Thread
#prefect-community
    s

    Saranya Elumalai

    2 years ago
    Good Morning Everyone, I wanted to run tasks in parallel using local Dask cluster (https://docs.prefect.io/core/idioms/parallel.html) but the tasks are executed sequentially. Why is it so? Here is my code snippet
    start = Parameter("start")
    start.set_downstream(s3_connection, flow=flow)
    s3_connection.set_downstream(lin_of_bus, flow=flow)
    s3_connection.set_downstream(company,  flow=flow)
    ....
    end_task = final_task()
    end_task.set_upstream(lin_of_bus,flow=flow)
    end_task.set_upstream(company,  flow=flow)
    flow.run(parameters={"start": "hello"}, executor=DaskExecutor())
    Below schematic diagram shows the tasks are executed sequentially and not parallel
    Jim Crist-Harif

    Jim Crist-Harif

    2 years ago
    Hi Saranya, there's a few reasons why this might be happening, without knowing more I can't be more helpful. • Does your dask cluster have more than one worker? If there's only one worker/thread to do work, then all tasks will still be sequential. • Do your tasks run relatively quickly? Dask's heuristics might determine that it's more efficient to run all tasks sequentially rather than in parallel. • Do your tasks return large amounts of data? Dask's heuristics here might also determine it's more efficient to run sequentially rather than serialize the data between tasks.
    s

    Saranya Elumalai

    2 years ago
    @Jim Crist-Harif 1. I dont have a dask cluster. Based on this documentation https://docs.prefect.io/core/idioms/parallel.html By not specifying a scheduler address the Dask Executor will create a local Dask cluster, begin executing tasks on it (please dorrect me if I am wrong.). Where can I find if that created local Dask cluster is of single/multi threaded ?? 2. Each task takes minute or 2 3. Most of the tasks return <10KB of data , except 2 tasks which returns around 1 to 2MB of data
    Jim Crist-Harif

    Jim Crist-Harif

    2 years ago
    Hmmm, that is odd. A temporary dask cluster should use roughly the same number of worker processes as you have cores on your computer, so unless you're on a 1 core machine that shouldn't be the problem. Can you run with
    cluster_kwargs={"silence_logs": 10}
    passed to
    DaskExecutor
    and report back with the logs (you may want to glance through them to remove anything you'd consider private).
    s

    Saranya Elumalai

    2 years ago
    @Jim Crist-Harif It didnt help Jim. It is what i have
    flow.run(parameters={"start": "hello"}, executor=DaskExecutor(cluster_kwargs={"silence_logs": 10}))
    but still runs sequential Screen Shot 2020-09-01 at 9.07.59 PM
    @Jim Crist-Harif Any suggestions?
    Jim Crist-Harif

    Jim Crist-Harif

    2 years ago
    Sorry, that wasn't a fix, that was to get better logs so we can help you debug. Can you report back with the logs from that run?
    s

    Saranya Elumalai

    2 years ago
    @Jim Crist-Harif Attached logs
    Jim Crist-Harif

    Jim Crist-Harif

    2 years ago
    Hi Saranya, it looks like you're doing a cloud/server flow run rather than running with
    flow.run
    (you can tell, since the logs have
    prefect.CloudFlowRunner
    in them). I assume you've registered the flow elsewhere. To configure the executor to use with a cloud/server flow run, you need to specify the executor as part of the environment. Try doing
    flow.environment.executor = DaskExecutor()

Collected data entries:
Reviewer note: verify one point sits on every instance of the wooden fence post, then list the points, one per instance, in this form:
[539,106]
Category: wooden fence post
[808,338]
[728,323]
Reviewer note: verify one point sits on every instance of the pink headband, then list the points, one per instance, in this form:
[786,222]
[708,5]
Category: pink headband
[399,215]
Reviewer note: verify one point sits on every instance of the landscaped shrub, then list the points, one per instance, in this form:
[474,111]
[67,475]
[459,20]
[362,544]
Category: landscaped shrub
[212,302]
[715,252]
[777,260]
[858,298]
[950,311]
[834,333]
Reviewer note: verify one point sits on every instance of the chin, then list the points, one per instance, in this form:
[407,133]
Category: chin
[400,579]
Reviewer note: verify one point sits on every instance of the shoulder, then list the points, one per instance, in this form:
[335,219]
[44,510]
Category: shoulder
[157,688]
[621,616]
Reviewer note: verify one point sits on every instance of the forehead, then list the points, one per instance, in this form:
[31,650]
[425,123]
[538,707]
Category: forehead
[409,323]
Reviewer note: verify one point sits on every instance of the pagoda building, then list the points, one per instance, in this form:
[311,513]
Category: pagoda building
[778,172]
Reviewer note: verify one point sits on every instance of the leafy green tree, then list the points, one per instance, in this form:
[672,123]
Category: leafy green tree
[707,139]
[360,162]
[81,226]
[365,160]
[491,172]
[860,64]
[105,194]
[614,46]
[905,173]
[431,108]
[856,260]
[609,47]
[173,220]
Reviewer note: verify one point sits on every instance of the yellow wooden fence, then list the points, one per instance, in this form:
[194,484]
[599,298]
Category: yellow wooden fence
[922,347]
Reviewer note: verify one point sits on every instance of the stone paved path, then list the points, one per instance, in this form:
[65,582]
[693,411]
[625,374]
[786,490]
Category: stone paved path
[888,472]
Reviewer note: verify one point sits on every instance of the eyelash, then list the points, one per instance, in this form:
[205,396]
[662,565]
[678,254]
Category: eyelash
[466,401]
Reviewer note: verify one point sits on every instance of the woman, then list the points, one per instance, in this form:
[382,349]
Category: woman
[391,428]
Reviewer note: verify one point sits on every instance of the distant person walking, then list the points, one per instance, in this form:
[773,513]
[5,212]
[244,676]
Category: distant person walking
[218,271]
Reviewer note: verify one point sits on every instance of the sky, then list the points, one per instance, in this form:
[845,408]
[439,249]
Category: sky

* **Tasks to carry out**:
1. In the Dask parallelism thread, roughly how many worker processes should a temporary Dask cluster use?
2. Resume the Dask parallelism thread from its last line.
The listing has nothing to do with the Dask parallelism thread.

* **Responses**:
1. Roughly the same number as there are cores on the computer.

2.
    before registering your flow.
    s

    Saranya Elumalai

    2 years ago
    @Jim Crist-Harif 1. If I have
    flow.environment.executor = DaskExecutor()
    as env , will it make all flow to run parallel? 2. I have this line in my code. Does cloudflowrunner overrides flow.run ? Is there a way to make flow.run take preference?
    flow.run(parameters={"start": "hello"}, executor=DaskExecutor(cluster_kwargs={"silence_logs": 10}))
    Jim Crist-Harif

    Jim Crist-Harif

    2 years ago
    flow.run
    is for running locally, the logs you've posted are from a cloud run. Generally you have two options when running prefect flows: 1. Write a script that builds a flow, then calls
    flow.run(...)
    at the end. Run the script as
    python yourflow.py
    . This will use the configuration in
    flow.run
    2. Write a script that builds a flow, configures the flow's environment, then calls
    flow.register
    at the end. Run the script as
    python yourflow.py
    this will register your flow. You can then schedule cloud/server flow runs via cloud/server. See https://docs.prefect.io/orchestration/tutorial/first.html for more information.
    will it make all flow to run parallel?
    for this flow, yes. Note that environment configuration only affects cloud/server flow runs, while passing
    executor
    to
    flow.run
    only affects
    flow.run
    execution.
    s

    Saranya Elumalai

    2 years ago
    @Jim Crist-Harif My entire team run flows in cloud. I am looking for parallel run only for my flow and donot want to affect any other flow. Is there a way to do that ?
    Jim Crist-Harif

    Jim Crist-Harif

    2 years ago
    Configuration set on your flow won't affect other flows. Setting
    flow.environment.executor
    will only affects that flow.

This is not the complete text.